* **Source extract**:
- - -
# Slavic Languages: "Germans" (Collectively)



## kishe

Good morning, everyone.  

I need help in translating the word "Germans," well, choosing the right word for this context. 

1. Is there a word that is used to mean Germans, East and West Germany exclusively?  I'm guessing "niemiec" and its cognates is the correct one, yes?

2. Is there a word that refers to Germany + Austria exclusively?  I'm guessing no.  Correct me if I'm wrong, please.

3. Is there a word that refers to the people of Germany, Austria, German parts of Switzerland, Liechtenstein, etc. collectively?  (In the sense of "Slav" being used for used for Russians, Bulgarians, Poles, etc. collectively).   There might not be a separate word, but can niemiec (+ cognates) be used in this sense?  (For example, niemiec as generic "Germans" while Germanec is used for Germany specifically and Avstrijec, Rakušan for Austrian).

4. What word was used for Germans outside of Austria before the foundation of the German state?  In medieval dramas, for example, when referring to the people living in the hundreds of princely states in the Holy Roman Empire.  Dramas such as ones set in the 30 Years War, etc.
- - -
* **Data shown**:
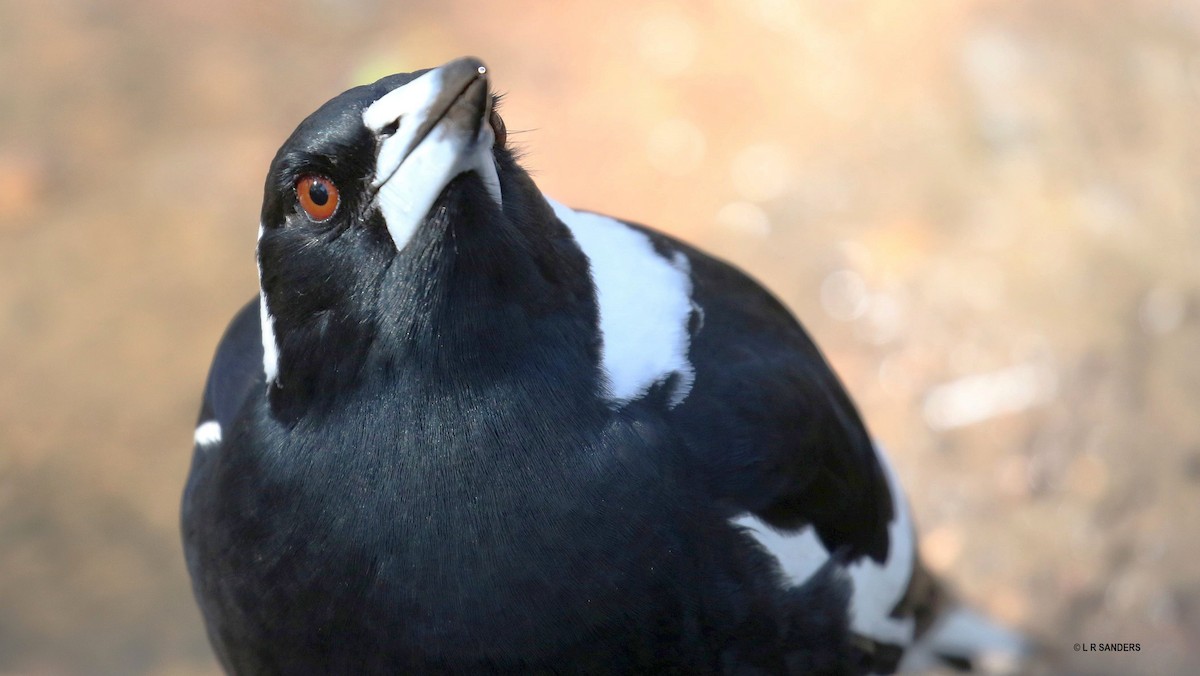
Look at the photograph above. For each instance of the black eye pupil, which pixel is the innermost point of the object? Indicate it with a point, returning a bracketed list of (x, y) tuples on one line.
- - -
* **Task goal**:
Answer these questions about the forum post on Slavic words for Germans:
(a) Which word does the poster guess is right for Germans of East and West Germany only?
(b) What does the poster guess about a word for Germany plus Austria exclusively?
(c) Which two words does the poster give for Austrian?

* **Answer in full**:
(a) "Niemiec" and its cognates.
(b) That there is no such word.
(c) Avstrijec and Rakušan.